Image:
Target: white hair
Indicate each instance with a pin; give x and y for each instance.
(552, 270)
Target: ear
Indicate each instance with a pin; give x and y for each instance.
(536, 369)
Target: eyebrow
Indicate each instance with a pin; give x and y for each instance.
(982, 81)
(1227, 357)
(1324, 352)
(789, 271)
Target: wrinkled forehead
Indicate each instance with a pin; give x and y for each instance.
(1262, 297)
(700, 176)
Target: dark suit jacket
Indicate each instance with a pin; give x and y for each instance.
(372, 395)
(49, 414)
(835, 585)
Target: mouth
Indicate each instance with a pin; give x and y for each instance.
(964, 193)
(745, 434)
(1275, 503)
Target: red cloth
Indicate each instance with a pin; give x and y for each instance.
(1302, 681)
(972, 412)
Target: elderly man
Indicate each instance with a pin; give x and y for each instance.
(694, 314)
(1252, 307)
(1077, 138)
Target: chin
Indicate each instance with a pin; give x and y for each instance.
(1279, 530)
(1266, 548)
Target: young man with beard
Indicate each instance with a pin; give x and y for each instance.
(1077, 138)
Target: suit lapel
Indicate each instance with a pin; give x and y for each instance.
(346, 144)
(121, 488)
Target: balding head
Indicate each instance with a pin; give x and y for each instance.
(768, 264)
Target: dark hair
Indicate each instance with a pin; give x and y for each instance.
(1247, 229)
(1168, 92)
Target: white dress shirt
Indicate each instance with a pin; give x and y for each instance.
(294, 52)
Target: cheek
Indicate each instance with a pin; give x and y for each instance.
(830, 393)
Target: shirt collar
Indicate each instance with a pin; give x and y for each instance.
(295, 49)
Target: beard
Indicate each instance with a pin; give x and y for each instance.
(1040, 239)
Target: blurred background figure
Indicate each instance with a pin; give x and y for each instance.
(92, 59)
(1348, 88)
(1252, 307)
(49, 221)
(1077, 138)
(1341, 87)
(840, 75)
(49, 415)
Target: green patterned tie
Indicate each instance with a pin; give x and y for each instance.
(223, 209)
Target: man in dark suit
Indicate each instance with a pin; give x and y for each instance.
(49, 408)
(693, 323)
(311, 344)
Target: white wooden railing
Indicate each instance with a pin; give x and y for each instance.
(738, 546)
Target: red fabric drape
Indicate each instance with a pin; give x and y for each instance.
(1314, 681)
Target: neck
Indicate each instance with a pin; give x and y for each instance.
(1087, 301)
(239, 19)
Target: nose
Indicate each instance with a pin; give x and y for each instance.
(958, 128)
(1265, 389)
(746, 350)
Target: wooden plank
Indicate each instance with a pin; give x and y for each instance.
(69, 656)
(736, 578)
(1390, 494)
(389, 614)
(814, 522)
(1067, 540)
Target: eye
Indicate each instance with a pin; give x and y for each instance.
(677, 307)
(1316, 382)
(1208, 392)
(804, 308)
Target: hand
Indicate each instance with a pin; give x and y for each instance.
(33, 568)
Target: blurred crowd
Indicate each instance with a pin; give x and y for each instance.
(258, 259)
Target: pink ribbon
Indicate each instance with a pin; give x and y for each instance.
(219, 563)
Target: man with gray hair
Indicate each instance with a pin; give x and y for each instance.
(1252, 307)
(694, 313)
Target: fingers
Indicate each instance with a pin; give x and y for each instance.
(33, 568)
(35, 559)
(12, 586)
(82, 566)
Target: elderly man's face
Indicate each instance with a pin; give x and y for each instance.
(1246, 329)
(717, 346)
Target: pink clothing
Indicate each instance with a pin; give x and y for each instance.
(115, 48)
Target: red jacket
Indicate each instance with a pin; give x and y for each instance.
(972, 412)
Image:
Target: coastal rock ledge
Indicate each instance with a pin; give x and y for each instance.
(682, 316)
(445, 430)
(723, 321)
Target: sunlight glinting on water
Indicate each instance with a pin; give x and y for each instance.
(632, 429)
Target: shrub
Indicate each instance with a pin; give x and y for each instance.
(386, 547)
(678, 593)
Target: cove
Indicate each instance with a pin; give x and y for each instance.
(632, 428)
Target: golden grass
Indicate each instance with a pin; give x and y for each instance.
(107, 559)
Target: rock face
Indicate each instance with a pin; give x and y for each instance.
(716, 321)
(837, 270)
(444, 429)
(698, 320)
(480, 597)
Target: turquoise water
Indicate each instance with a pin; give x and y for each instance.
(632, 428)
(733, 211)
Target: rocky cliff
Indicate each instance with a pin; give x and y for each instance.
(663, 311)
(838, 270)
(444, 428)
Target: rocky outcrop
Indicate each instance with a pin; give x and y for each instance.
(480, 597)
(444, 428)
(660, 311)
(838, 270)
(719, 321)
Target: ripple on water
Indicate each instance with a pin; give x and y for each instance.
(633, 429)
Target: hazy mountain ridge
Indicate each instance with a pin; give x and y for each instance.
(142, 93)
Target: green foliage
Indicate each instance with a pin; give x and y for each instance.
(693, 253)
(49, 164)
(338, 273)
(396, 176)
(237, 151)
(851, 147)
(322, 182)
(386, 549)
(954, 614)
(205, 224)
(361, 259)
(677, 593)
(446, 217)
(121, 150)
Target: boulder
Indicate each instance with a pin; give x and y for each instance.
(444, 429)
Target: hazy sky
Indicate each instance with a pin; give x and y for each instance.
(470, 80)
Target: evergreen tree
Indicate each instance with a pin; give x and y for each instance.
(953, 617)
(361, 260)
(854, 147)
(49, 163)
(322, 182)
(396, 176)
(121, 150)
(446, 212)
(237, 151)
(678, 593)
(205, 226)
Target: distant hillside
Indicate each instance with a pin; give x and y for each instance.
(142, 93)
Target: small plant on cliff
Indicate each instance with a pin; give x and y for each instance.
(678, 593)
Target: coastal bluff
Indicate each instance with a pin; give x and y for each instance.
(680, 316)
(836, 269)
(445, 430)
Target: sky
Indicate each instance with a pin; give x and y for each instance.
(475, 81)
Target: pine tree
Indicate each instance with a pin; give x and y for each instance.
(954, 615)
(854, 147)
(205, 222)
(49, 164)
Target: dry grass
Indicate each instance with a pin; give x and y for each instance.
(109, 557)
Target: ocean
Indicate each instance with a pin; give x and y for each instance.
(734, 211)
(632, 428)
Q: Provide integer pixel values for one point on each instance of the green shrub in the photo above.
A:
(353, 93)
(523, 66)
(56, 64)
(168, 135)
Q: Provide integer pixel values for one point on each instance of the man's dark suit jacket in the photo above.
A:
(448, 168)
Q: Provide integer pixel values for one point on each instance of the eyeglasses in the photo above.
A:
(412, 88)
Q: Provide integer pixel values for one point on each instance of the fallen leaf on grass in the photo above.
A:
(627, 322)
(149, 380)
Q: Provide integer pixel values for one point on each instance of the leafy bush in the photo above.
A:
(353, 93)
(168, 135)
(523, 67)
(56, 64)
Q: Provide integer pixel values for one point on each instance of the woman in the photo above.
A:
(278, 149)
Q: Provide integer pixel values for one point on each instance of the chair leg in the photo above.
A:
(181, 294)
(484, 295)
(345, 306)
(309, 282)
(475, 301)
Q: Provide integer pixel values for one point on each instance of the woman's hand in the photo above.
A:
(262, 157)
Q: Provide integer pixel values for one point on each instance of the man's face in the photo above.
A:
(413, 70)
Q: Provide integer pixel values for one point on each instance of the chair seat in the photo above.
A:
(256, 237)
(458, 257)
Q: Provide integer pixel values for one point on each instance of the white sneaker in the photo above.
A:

....

List, from the entries above, every line in which the word "elderly" shows up.

• [Solution to the exercise]:
Target: elderly man
Target: elderly man's face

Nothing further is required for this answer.